Sherwans Familie war entsetzt. Sein Onkel ließ die Medienvertreter wissen, man habe Ahmet nur deshalb der Polizei gemeldet, damit diese eine "gesunde Veränderung seiner Ideen" vornähme. Es sei keinesfalls die Absicht der Familie gewesen, dass die Polizei Ahmed foltere. - Mit welchen Methoden die "gesunde Veränderung seiner Ideen" hätte stattdessen erfolgen sollen, und wieso die Polizei dafür zuständig sein sollte, ließ der Onkel allerdings offen.
Wenn Atheisten im Irak sich untereinander austauschen und vernetzen wollen, müssen sie also sehr vorsichtig sein. Im realen Leben treffen sie sich an unauffälligen Orten wie z.B. Buchhandlungen, darüber hinaus sind sie im Internet gut vernetzt - allerdings meist geheim. Nur wenige Gruppen sind öffentlich einsehbar und dann in der Regel eher auf Außenwirkung angelegt als für den internen Austausch. Zu diesen öffentlichen Gruppen gehören beispielsweise die Facebook-Seiten "Iraq’s Atheists", "Iraqi Atheists and Irreligious Society", "Iraqi atheist" oder "Iraqi Atheist Youth".

> **Angezeigte Daten**
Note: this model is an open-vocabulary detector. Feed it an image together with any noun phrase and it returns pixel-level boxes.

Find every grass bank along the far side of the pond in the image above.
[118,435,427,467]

> **Arbeitsanweisung**
Zitiere aus dem Ausgangstext wortgetreu die Stelle von „Sherwans Familie war“ bis „Onkel allerdings offen.“. Das Material kommt aus einer anderen Quelle.

> **Lösung**
Sherwans Familie war entsetzt. Sein Onkel ließ die Medienvertreter wissen, man habe Ahmet nur deshalb der Polizei gemeldet, damit diese eine "gesunde Veränderung seiner Ideen" vornähme. Es sei keinesfalls die Absicht der Familie gewesen, dass die Polizei Ahmed foltere. - Mit welchen Methoden die "gesunde Veränderung seiner Ideen" hätte stattdessen erfolgen sollen, und wieso die Polizei dafür zuständig sein sollte, ließ der Onkel allerdings offen.